> _Source extract_:
%%
Birthday reflection and creative growth
Hello lovely people, Brilliant minds and creative hands, you're all welcome to my blog.
Guess what? Today is my birthday.
The journey of growth wasn't a smooth one but I'm proud of the woman I'm becoming. There were days I will lay quietly on my bed and question myself and there were also days i feel brand-new and i tell myself that I'm unstoppable i believe in my dreams my talents over the years i have not just dreamt i worked towards it and i can see that my efforts were never in vain. I survived every setback.
I realise growth can be peace and doesn't necessarily need to be all about chaos or needs to be loud. And I love peace and I appreciate peace. I make mistakes and I've learned to forgive myself. Forgiving yourself as a human it's difficult as easy as it may sound but that's one of the biggest gift you can ever give to yourself
Overcoming social anxiety
I once had social anxiety. I can communicate smoothly online but physically, I will become anxious.
But I know I wasn't born mute. My mum will always defend me ( my child is not mute just give her time).
But now it's different. I made friends, both in and outside of hive, not just friends but people who are part of my growth.
And I want to use this medium to appreciate you all for welcoming me into the hive family a few years ago.
The crochet journey
If you have been coming across my post in this Blockchain Of course you will already guess who made the outfit. I made them from my dress to the bag. They are my craft, strictly handmades.
Every stitch of my craft tells a story. A story only a crochet artist can understand.
When my hand hurts and tension becomes too tight.
When I make mistakes and realise I need to correct what my hands and eyes skipped and the only solution is frogging my craft.
Frogging is the painful part of crochet. When you're so eager to round up your craft and realize the stitches were not aligning anymore. The worst part is discovering your mistake was from the foundation.
%%
Stored records
%%
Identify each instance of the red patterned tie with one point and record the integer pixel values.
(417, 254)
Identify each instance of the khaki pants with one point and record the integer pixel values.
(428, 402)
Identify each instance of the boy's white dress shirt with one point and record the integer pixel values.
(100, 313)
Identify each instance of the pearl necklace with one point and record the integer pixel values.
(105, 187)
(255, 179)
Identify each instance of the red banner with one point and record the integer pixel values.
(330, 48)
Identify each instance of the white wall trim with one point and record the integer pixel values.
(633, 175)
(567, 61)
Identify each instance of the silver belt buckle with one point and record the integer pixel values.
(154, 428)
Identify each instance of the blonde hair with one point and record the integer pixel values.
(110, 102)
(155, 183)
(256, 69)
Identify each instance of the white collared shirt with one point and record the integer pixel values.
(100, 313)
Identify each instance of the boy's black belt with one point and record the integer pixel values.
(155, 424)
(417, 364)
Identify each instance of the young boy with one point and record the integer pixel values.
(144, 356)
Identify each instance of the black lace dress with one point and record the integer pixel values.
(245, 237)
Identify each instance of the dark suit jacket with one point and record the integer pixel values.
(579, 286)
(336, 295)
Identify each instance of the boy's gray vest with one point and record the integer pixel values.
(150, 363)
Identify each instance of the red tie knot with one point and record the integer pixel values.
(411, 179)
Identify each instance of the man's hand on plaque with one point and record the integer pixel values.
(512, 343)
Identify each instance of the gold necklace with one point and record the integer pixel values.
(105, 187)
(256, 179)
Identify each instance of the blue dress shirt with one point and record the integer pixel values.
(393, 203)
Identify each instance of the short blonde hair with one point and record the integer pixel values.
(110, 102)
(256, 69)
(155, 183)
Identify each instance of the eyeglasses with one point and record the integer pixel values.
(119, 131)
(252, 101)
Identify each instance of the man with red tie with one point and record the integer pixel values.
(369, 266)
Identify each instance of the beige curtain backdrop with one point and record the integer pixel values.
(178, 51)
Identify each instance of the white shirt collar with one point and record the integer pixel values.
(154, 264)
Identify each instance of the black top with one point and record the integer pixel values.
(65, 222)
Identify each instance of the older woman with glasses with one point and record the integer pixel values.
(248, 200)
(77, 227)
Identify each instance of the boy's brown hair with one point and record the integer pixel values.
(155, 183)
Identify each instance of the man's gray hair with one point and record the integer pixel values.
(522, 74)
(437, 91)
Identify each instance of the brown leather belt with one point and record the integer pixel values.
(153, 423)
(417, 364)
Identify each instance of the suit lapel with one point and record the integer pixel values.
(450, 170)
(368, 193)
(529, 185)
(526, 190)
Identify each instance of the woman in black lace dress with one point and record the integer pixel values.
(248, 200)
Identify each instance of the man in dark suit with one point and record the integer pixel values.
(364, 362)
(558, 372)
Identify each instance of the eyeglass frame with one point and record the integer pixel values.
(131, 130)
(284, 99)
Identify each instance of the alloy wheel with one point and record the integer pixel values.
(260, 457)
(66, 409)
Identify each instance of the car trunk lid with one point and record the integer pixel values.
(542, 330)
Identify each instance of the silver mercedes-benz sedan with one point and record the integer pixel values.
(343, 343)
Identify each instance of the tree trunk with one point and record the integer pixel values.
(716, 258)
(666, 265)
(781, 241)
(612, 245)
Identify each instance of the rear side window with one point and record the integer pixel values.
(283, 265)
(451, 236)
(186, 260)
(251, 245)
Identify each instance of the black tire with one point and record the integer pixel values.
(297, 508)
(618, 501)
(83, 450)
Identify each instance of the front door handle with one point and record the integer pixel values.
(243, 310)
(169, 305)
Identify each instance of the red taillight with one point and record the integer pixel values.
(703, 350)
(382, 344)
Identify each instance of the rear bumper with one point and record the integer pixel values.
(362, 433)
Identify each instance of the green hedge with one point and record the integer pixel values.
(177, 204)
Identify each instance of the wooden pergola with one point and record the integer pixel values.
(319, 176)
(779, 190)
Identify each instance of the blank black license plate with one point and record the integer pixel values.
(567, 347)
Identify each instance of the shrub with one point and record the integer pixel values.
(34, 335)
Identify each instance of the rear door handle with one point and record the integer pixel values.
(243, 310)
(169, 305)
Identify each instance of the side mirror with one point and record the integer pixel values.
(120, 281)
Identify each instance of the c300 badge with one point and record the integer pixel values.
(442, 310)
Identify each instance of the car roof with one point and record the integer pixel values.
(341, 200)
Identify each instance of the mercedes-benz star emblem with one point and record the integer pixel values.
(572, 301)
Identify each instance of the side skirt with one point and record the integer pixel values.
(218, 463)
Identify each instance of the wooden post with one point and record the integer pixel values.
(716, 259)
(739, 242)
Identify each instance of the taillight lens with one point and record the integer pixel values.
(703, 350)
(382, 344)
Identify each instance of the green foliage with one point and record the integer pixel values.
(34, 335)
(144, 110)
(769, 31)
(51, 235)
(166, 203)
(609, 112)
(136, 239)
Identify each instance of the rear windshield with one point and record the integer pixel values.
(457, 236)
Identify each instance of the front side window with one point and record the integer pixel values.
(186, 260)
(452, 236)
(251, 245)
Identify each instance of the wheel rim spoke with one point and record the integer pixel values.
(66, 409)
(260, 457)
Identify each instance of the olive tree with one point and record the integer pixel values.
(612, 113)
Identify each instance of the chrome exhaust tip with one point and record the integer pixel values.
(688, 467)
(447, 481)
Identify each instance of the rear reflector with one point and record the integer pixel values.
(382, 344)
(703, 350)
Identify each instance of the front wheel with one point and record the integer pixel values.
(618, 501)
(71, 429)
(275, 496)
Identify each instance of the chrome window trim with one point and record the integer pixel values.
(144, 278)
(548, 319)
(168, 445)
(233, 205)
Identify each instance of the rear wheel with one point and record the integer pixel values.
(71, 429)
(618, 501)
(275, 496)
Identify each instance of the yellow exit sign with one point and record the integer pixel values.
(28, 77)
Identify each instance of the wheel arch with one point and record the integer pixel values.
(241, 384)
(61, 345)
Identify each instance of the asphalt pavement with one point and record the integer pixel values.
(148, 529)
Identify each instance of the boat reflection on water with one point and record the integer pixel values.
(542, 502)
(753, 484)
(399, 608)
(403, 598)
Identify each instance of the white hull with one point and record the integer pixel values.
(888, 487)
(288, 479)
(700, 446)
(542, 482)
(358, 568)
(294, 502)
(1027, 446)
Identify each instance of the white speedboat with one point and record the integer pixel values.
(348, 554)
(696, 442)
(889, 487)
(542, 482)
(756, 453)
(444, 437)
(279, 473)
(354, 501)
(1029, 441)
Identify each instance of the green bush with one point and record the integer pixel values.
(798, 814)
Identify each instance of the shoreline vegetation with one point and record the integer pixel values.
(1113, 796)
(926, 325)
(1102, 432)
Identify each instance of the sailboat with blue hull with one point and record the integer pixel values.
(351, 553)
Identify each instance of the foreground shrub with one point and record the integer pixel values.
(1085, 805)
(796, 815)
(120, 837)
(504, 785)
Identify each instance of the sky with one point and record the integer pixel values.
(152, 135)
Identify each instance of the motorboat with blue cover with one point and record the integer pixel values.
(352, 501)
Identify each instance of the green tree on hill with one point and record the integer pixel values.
%%
> _What you need to do_:
Write the next part of the birthday blog post, picking up after its final sentence.

> _Exercise output_:
A craft you have been working on for 8 hours and when it's time to frog it it won't take less than 5min.
But however, that is what makes crochet beautiful.
Yes crochet is a slow fashion but it teaches patience.
A lesson in problem solving
It happens a lot especially while making this dress.
This worked in peaks and valleys to achieve this pattern. And I learned a lot while working on this project.
I discovered there is a part of crochet I wasn't considering that will be needed which is measurement.
I really need to work on that. By the time I found out I made a mistake while trying to achieve the waist of my dress, I was already rounding up the shoulder part of the dress.
Losing and redoing it would have been the only decision right? But no, I told myself I won't frog it. I dropped it and rested for a while then I picked it up and examined it. My creative instinct was activated and I corrected my mistakes so neatly without frogging it.
For me this is growth. I was so proud that words can't comprehend how happy I was for achieving that. It was a beautiful moment I will forever cherish.
Final thoughts
I step into this new age with goals, discipline, and to become a better version of myself. Strong, wise, calm, resilience.
Happy birthday to me.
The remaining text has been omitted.